**REQUESTS:**
1/ Retype the stretch of the Superman costume discussion from "Jeff Giles: Ladies" through "pretty vindicated now." word for word.
2/ Continue the discussion about the new Superman costume, picking up after its last line.

**DOCUMENT EXCERPT:**
>> Start

Jeff Giles: Ladies and gentlemen, your new Superman.
Dw. Dunphy: He’s all dark and stuff.
Chris Holmes: Looks more like Bizarro to me.
Ted Asregadoo: It’s like the they combined the Captain America and Batman/The Dark Knight costumes.
Matt Springer: He’s not MY superman, Giles!
Seriously, not high expectations here. Goyer and Nolan have earned serious cred/kwan with me, but Zach Snyder is ewwww.
Jeff: Remember all the fanboy rage after your Sucker Punch editorial, Matt? You must feel pretty vindicated now.
Matt: I always feel vindicated. It’s how I survive on the Internet.
Scott Malchus: I’m with Matt. Chris Reeves is still my Superman.
Jack Feerick: Dude, what does that even mean? Should they dig up Reeve and stuff his corpse into the fucking suit?
Or are you saying that the 70s movies were such overwhelming cinematic achievements that no further films are needed, that there is nothing left to say about the property? Because with that, my friend, I will disagree both respectfully and vehemently.

>> End

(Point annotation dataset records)
>> Start

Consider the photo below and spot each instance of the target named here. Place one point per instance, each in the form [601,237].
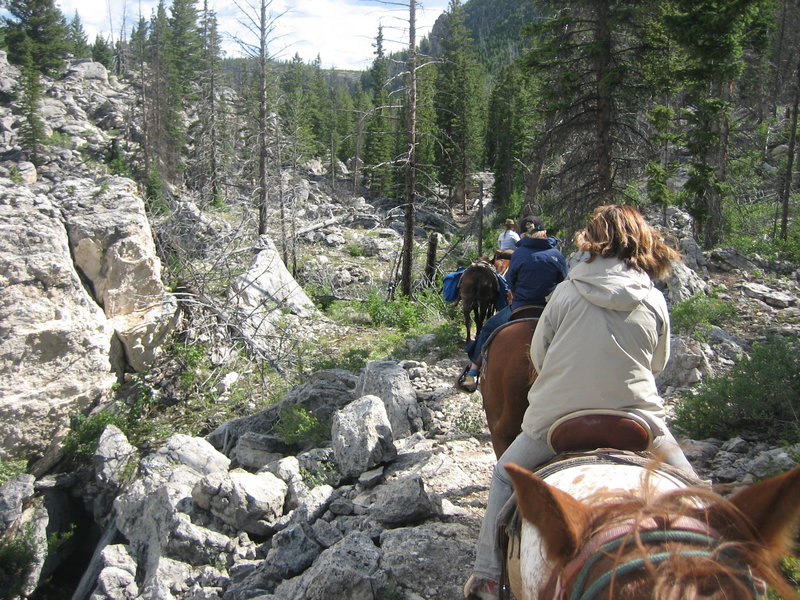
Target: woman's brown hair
[620,231]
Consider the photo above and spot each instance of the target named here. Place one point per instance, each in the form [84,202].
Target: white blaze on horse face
[581,482]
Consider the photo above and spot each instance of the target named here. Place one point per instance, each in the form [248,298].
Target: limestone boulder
[56,344]
[390,382]
[362,436]
[267,289]
[112,244]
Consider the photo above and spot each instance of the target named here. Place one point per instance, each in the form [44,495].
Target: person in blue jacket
[537,266]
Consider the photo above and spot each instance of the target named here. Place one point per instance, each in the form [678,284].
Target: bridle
[684,530]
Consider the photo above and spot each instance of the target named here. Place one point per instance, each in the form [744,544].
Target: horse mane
[739,554]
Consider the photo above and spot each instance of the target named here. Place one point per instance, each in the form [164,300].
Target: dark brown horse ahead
[507,375]
[478,290]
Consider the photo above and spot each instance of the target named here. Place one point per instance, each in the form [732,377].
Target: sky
[341,32]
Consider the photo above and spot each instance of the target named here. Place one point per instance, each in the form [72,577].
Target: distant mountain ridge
[495,26]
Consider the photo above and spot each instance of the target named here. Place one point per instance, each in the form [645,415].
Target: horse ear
[560,518]
[772,508]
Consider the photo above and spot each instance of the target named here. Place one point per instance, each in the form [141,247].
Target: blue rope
[635,565]
[671,535]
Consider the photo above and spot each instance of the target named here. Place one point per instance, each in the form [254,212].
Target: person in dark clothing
[537,266]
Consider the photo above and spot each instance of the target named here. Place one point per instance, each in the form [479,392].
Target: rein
[683,529]
[686,530]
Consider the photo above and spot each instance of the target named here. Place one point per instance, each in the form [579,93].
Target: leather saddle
[600,428]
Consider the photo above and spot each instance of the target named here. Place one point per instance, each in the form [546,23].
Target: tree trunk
[786,192]
[430,263]
[605,106]
[411,167]
[263,194]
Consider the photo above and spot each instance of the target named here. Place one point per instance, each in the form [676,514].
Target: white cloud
[341,32]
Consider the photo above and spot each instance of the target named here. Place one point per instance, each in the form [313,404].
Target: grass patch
[695,315]
[759,397]
[10,469]
[297,425]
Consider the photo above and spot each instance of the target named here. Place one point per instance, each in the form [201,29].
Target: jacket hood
[608,283]
[538,243]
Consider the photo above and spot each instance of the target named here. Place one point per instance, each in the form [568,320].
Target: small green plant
[469,420]
[321,297]
[17,552]
[400,313]
[14,175]
[11,468]
[353,359]
[192,357]
[58,538]
[696,314]
[391,592]
[448,338]
[85,431]
[760,396]
[298,424]
[327,474]
[60,139]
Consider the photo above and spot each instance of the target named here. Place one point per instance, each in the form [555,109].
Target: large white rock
[267,287]
[112,245]
[55,342]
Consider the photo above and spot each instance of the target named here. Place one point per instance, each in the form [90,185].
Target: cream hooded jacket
[601,339]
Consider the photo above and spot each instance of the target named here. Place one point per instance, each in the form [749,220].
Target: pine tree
[164,126]
[208,162]
[459,105]
[43,25]
[380,129]
[185,48]
[79,43]
[103,52]
[713,35]
[295,110]
[588,58]
[511,127]
[32,129]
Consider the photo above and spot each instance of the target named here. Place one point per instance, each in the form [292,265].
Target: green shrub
[695,314]
[449,338]
[401,313]
[11,468]
[16,556]
[327,474]
[321,297]
[298,424]
[790,566]
[760,396]
[353,359]
[85,432]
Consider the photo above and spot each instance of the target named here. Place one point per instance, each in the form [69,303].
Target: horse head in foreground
[634,532]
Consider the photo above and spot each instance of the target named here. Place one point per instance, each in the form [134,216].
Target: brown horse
[595,532]
[478,290]
[506,376]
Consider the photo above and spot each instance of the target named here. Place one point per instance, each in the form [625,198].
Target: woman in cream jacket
[601,339]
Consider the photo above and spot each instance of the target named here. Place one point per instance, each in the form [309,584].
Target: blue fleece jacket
[535,270]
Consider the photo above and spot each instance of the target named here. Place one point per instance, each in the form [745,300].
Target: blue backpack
[450,283]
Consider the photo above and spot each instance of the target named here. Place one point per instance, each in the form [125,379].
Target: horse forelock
[728,571]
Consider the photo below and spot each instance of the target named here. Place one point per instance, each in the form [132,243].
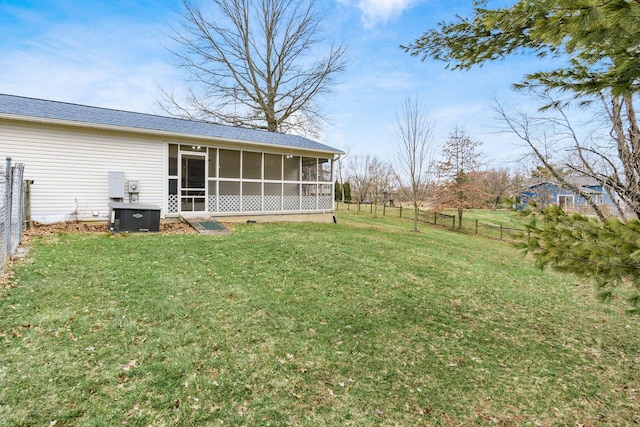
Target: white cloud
[376,11]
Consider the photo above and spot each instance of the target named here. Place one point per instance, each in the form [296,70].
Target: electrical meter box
[134,217]
[116,185]
[133,187]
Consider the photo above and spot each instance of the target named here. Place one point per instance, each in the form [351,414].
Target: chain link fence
[12,208]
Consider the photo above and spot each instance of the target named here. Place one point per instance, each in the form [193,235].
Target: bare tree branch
[250,64]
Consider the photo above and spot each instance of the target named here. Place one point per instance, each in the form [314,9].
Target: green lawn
[356,323]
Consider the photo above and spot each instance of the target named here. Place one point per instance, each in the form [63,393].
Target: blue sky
[113,54]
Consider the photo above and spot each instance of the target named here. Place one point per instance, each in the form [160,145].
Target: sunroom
[229,181]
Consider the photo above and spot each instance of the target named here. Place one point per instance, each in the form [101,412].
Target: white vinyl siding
[69,167]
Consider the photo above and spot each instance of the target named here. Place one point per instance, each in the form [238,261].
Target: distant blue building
[549,191]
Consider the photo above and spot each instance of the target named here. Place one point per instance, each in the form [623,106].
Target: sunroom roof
[11,105]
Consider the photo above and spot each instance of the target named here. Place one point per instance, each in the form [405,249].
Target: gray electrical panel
[116,185]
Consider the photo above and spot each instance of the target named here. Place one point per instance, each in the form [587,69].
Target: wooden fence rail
[440,219]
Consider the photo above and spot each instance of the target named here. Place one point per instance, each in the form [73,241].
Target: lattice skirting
[308,202]
[254,203]
[251,203]
[213,206]
[325,202]
[272,203]
[229,203]
[291,203]
[173,203]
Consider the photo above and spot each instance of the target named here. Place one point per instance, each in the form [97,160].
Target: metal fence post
[7,210]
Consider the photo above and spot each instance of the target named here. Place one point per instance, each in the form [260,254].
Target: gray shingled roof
[44,109]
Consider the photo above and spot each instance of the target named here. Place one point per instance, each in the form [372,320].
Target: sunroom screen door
[193,182]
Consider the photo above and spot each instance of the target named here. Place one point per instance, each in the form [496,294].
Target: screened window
[229,164]
[273,166]
[212,163]
[251,189]
[173,160]
[324,168]
[309,169]
[272,189]
[229,188]
[291,168]
[251,165]
[291,189]
[194,148]
[309,189]
[212,188]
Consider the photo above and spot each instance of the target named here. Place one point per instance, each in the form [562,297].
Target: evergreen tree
[606,252]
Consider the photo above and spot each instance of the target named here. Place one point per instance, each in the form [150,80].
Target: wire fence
[12,210]
[469,225]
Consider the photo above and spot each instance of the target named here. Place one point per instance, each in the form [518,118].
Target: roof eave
[144,131]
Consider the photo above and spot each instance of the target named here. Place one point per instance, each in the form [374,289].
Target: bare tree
[499,182]
[370,177]
[253,63]
[461,186]
[413,154]
[553,127]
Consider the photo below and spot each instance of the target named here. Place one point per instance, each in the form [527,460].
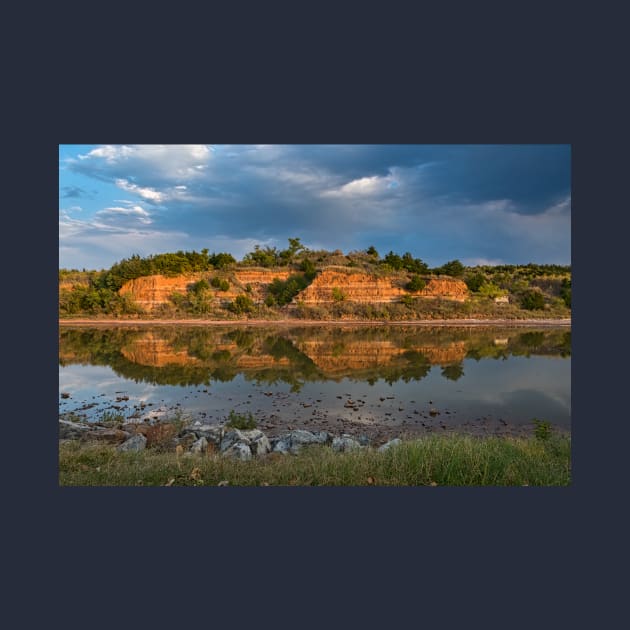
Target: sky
[480,204]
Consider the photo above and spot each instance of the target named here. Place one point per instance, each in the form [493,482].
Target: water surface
[373,380]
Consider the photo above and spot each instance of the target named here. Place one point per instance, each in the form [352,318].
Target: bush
[338,295]
[241,421]
[532,300]
[416,284]
[242,304]
[475,282]
[218,283]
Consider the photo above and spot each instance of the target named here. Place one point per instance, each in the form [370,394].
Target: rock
[212,432]
[200,446]
[135,443]
[388,445]
[345,443]
[111,436]
[231,437]
[281,445]
[239,451]
[72,430]
[260,446]
[186,441]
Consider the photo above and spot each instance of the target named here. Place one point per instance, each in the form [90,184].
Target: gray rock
[200,446]
[345,443]
[72,430]
[213,433]
[260,446]
[388,445]
[239,451]
[135,443]
[231,437]
[281,446]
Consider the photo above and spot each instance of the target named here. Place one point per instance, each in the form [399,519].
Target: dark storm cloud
[497,203]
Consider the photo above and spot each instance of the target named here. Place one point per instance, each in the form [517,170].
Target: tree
[393,260]
[242,304]
[451,268]
[532,300]
[415,284]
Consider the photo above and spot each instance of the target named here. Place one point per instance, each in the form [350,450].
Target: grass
[455,460]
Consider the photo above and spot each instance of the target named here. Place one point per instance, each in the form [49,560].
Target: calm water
[374,380]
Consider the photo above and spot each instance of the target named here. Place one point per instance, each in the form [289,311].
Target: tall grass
[455,460]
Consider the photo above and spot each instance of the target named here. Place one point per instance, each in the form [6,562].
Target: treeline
[532,286]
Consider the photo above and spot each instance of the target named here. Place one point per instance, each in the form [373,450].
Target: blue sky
[482,204]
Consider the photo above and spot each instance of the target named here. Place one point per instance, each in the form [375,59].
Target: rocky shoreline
[200,438]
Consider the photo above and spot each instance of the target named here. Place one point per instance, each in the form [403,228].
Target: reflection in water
[195,356]
[306,376]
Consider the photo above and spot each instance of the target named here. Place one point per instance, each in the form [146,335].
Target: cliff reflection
[195,355]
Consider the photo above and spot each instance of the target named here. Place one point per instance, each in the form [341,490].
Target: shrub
[218,283]
[542,430]
[338,295]
[532,300]
[416,284]
[475,281]
[241,421]
[242,304]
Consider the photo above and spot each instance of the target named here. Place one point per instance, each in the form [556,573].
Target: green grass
[455,460]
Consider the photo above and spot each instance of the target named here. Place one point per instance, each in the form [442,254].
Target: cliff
[352,287]
[151,291]
[329,286]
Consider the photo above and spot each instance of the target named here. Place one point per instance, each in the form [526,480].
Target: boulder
[111,436]
[345,443]
[388,445]
[72,430]
[239,451]
[200,446]
[135,443]
[212,432]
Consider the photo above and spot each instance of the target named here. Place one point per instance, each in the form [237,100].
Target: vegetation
[220,283]
[533,300]
[533,290]
[416,284]
[242,304]
[241,421]
[451,460]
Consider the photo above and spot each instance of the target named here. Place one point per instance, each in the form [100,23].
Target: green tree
[533,299]
[416,284]
[242,304]
[451,268]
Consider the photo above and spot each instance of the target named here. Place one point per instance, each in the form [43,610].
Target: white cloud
[363,187]
[116,212]
[146,193]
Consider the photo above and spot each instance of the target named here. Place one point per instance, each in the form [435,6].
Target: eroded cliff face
[329,286]
[446,288]
[152,349]
[149,292]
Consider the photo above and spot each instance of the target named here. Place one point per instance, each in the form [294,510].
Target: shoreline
[313,322]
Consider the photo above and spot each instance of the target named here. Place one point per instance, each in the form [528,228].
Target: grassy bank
[454,460]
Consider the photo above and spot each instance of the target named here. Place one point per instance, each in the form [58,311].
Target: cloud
[73,192]
[476,203]
[147,193]
[114,214]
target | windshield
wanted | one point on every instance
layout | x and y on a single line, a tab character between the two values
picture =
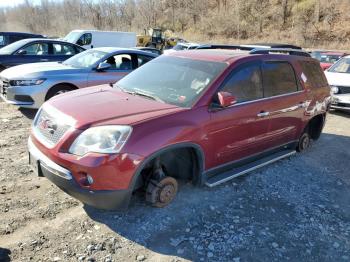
329	58
11	48
342	66
85	59
72	37
179	47
172	80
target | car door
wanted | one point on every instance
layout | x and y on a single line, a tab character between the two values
32	53
121	65
286	101
62	51
237	131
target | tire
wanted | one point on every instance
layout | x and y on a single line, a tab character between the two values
57	90
161	193
304	142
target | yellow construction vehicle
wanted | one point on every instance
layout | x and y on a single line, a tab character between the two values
156	38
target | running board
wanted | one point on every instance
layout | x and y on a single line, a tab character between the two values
238	171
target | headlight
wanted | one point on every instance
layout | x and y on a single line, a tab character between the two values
32	82
101	139
334	89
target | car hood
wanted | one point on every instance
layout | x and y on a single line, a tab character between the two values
104	105
28	71
338	79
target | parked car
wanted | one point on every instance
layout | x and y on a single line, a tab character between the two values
35	50
7	38
32	84
94	38
204	116
181	46
328	58
338	77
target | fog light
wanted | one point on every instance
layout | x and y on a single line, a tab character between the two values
85	179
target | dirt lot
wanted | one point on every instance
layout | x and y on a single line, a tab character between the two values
297	209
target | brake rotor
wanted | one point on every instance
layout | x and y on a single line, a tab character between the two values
161	193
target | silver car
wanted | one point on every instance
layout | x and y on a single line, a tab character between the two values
338	77
31	85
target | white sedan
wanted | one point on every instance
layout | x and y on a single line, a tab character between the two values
338	77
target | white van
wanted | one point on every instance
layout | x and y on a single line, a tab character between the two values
94	38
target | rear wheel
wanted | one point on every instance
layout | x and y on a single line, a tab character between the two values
161	193
57	90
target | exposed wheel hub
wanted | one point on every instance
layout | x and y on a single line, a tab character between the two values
161	193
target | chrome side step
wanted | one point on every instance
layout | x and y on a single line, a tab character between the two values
235	172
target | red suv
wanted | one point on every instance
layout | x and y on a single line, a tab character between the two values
204	115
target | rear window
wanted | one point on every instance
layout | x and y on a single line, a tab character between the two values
313	73
278	78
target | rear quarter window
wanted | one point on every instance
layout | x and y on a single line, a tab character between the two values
314	75
278	78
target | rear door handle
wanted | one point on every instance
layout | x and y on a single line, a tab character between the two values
263	114
302	105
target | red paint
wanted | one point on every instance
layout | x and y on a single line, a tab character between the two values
225	135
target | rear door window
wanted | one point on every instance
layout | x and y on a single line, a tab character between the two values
120	62
245	83
15	38
63	49
85	39
37	49
313	73
142	59
278	78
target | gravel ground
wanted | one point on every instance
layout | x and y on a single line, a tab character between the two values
297	209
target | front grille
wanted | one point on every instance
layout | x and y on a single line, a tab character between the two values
49	129
4	84
344	89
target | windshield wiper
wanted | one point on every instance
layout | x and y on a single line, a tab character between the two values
138	93
148	96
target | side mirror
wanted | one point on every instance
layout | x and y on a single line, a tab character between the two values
103	66
226	99
80	42
22	52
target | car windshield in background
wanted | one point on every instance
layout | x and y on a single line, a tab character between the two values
179	47
72	37
9	49
329	58
172	80
85	59
342	66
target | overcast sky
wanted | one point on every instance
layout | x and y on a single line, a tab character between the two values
9	3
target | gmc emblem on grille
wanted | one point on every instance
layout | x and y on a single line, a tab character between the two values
48	124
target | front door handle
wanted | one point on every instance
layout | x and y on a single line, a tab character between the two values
263	114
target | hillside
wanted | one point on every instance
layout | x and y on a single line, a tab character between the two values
311	23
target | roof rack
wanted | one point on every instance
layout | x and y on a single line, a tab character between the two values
219	46
280	50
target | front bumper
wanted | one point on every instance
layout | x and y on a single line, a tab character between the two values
63	178
35	94
341	102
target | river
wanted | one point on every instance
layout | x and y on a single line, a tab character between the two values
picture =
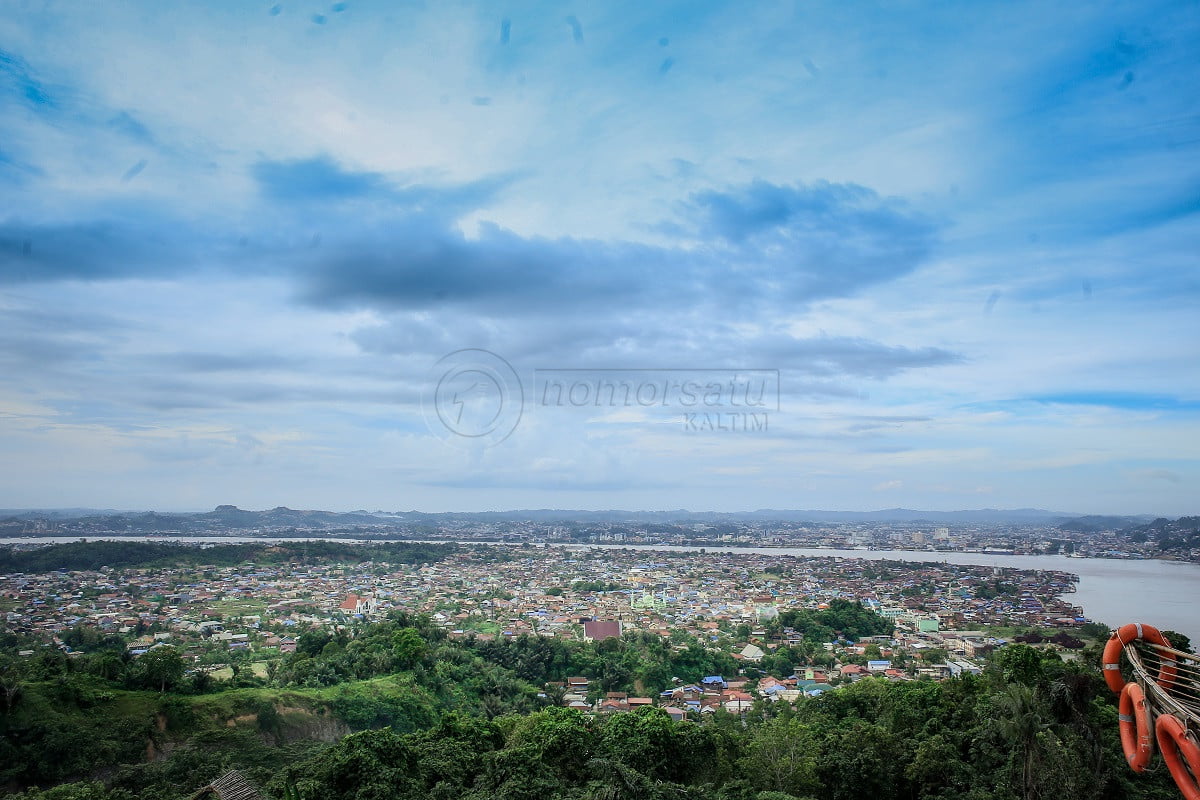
1114	591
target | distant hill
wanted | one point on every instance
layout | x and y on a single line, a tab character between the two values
231	517
1171	535
1096	523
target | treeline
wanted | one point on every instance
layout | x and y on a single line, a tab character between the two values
1030	727
123	554
466	719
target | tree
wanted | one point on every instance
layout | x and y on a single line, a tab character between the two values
407	648
781	757
1021	722
161	666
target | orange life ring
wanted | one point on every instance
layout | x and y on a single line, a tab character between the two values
1181	753
1135	727
1123	636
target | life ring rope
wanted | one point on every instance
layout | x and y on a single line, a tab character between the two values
1159	709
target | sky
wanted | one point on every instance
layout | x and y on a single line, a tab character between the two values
613	254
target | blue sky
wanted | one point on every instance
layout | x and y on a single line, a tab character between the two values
237	239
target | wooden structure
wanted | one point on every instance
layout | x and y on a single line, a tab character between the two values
231	786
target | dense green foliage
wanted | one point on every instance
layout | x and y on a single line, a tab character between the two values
96	554
433	717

>> End

**PER-TASK ANSWERS:**
1/
Jeff Giles: Ladies and gentlemen, your new Superman.
Dw. Dunphy: He’s all dark and stuff.
Chris Holmes: Looks more like Bizarro to me.
Ted Asregadoo: It’s like the they combined the Captain America and Batman/The Dark Knight costumes.
Matt Springer: He’s not MY superman, Giles!
Seriously, not high expectations here. Goyer and Nolan have earned serious cred/kwan with me, but Zach Snyder is ewwww.
Jeff: Remember all the fanboy rage after your Sucker Punch editorial, Matt? You must feel pretty vindicated now.

2/
Superman II isn’t a bad little popcorn flick, but it’s not Casablanca by a long shot. It’s not a film for the ages. Hell, it’s not even a Superman movie for the ages. It’s very much of its time, and in the wake of so many people doing so many interesting things with Superman in the comics over the last 30 years, it’s asinine to suggest that the Donner movies are some kind of a definitive statement on the character.
Scott: I was voicing my opinion about the actor portraying Superman. Christopher Reeves did a remarkable job of capturing the duality of Superman’s personality. Every Superman since then, whether it was Dean Cain, Tim Daly or Brandon Routh didn’t quite match what Reeves did in that first movie. Maybe Henry Cavill will pull it off. That would be awesome.
Chris: Can we at least all agree that the Brandon Routh Supes was a fucking bore?
Jack: Routh wasn’t bad. It’s the movie around him that was a fucking bore, mostly because it couldn’t pull its head out of Dick Donner’s ass.
Chris: Yes, that’s more what I meant. Kevin Spacey was the only half-interesting part of the film.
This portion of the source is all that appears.